(What to work on) Reproduce every entry exactly, without alteration.
___ Dataset records ___
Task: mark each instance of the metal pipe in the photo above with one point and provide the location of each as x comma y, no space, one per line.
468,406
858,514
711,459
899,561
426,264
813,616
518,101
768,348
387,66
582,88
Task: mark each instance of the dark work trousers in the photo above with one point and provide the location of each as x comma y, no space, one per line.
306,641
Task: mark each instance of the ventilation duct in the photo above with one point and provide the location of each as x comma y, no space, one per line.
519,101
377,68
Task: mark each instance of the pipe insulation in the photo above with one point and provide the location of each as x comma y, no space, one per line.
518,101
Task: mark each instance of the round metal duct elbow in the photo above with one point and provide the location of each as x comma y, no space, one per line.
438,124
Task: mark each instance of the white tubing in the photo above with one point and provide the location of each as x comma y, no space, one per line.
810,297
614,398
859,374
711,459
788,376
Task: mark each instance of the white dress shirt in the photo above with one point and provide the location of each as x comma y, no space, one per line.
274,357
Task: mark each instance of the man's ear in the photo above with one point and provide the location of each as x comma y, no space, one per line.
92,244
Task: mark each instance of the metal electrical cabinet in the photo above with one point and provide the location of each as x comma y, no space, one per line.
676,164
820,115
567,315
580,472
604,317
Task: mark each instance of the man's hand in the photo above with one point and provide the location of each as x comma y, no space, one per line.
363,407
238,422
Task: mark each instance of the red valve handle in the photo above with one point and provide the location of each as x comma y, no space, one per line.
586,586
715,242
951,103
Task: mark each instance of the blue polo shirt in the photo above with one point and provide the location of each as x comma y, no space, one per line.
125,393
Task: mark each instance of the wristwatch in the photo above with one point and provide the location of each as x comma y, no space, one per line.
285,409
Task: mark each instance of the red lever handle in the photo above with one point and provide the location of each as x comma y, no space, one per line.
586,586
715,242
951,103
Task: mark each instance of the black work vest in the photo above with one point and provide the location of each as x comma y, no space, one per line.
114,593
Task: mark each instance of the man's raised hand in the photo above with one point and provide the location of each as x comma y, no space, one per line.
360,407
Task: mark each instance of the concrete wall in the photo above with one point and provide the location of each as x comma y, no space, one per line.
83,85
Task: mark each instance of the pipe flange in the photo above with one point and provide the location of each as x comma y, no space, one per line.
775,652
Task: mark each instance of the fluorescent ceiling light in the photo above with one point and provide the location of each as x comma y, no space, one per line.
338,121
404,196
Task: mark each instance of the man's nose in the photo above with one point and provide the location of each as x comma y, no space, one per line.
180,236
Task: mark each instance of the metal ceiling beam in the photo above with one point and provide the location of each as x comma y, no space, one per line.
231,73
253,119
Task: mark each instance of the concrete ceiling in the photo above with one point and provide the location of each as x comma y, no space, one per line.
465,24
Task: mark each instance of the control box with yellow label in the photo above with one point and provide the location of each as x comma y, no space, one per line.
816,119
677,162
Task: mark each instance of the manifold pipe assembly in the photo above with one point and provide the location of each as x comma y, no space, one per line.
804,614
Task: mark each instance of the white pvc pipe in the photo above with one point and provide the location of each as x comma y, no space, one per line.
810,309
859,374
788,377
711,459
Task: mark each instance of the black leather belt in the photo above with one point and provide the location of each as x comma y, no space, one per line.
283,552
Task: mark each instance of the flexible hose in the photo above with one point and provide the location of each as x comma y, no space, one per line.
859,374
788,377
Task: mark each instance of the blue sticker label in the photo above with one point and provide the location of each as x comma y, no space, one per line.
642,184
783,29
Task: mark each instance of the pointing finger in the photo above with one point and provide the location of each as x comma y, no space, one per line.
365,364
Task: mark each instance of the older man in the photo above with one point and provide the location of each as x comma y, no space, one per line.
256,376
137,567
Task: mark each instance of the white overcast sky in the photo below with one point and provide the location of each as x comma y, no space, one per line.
___
(Written reply)
Task: mark each instance of the metal pipe in the photo above with one point and provide the location of each as x comma y, no space, one per line.
468,406
858,514
711,459
899,561
426,264
813,616
518,101
768,348
387,66
582,88
Task: mark each instance of the dark work trousers in the photo above with one point and provide the location of each as x comma y, no space, one per line.
306,641
Task: mark each instance of the ventilation duct in the photo above with one point and provide the location of each as x comma y, no space, one per line.
519,101
377,68
Task: mark each instance of the pipe insulation in the photo above with one point and provide the location of each as x comma y, no space, one per line.
518,101
Task: mark each instance of the round metal duct elbow in the photo above with one point and provide the location of each as x comma y, no space, one per line.
438,124
Task: mark each instance of the white tubing in the photo above with one point and provide the location of each as x comma y, no space, one per line.
810,297
614,398
859,374
711,459
788,376
Task: mark each instance of the white dress shirt in the photo above with one point and provide the location of each as x comma y, no space, one per line.
274,357
Task: mark each instance of the man's ear in the photo above with one point and provide the location of each as x comma y, no space, one per line.
92,244
Task: mark each instance of the metal electrical cabinet in the photo above with one point and provide the location of each as x comma y, no space, one per line.
676,164
820,115
567,315
580,472
604,317
Task: mark each instance of the man's hand in the photo above with one point and provide the location of each as x comma y, no space, one per line.
363,407
238,422
Task: mark each instance of the red valve handle in the photo above with one point and provide the location of each as x comma y, no space, one per line.
586,586
715,242
951,103
Task: mark each instance of the blue polo shirt in the photo above with one point and provide the location of each as x comma y, no space, one per line.
125,393
Task: mark each instance of the wristwatch in the photo above with one point and provide the location of each as x comma y, no space, one per line.
285,409
Task: mark each instance of the red lever handle in the photo above with one point and provide the location of each as x comma y, no space, one per line.
586,586
715,242
951,103
Task: mark each instance of the black work vest in the photo above with one point and provide the location of each as x comma y, no space, one per line.
114,593
Task: mark each instance of the man's raised hand in the photo above with one point and provide the location of each as x comma y, no space, one per line.
360,407
Task: mark each instance of the concrete wall in the photo above with one point and provide the location of each as x comma y, no space, one per line.
83,85
Task: mark each instance of the pipe flange in the photo above with one point and provide the location of each as x comma y, no space, one per line.
775,652
Task: mark each instance of the fluorescent ceiling light in the photo above with one point and provide the location of each as x comma y, no space, one per line.
338,121
404,196
Task: mark each instance of the man's nose in the photo above with one point and provide the location of each as x comma y, no space, one per line.
180,236
Task: mark each instance of the metal ceiling beam in the photo above with one point and provide the location of each as x comma y, no space, one per line.
231,73
253,119
Task: mark each instance of the concrete ceiling in the photo above with one point and provide the location of each as x comma y, no space, one per line.
465,24
Task: mark each instance of the control box with yellow label in the photo above with one point and provide the location of each as x comma y, no space, one per line.
816,119
677,162
Task: mark each instance of the manifold pipe assembly in the photo above with one point and provide the location of each as x comma y, no space, one per line.
804,614
Task: mark each instance of the white pvc pipe in the photo above with one point and provide the location of each as x comma y, no space, one per line.
810,309
859,374
788,377
711,459
Task: mark each instance of the black leather belt in the photo above with one point and provide the location of each as x comma y, no space, one per line.
283,552
Task: mark each instance of the flexible hose in the photo above with one point and provide the location of each as x comma y, no space, one per line.
859,374
788,377
Task: mark each instance of the blue sticker label in the photo above with one point and provide the location of each as x comma y, no space, one per line.
642,184
783,29
Task: mark each instance of the pointing finger in the photo above with one point and provide the location of each as x comma y, no space, one per line.
365,364
Task: mark each instance of the older man in the photo above with one point and provide the location of each as x comma y, no space, one per line.
256,376
137,567
Task: mark each instance of the white overcast sky in the photo below with one point and provide the location of each as x comma y, no space, one per line.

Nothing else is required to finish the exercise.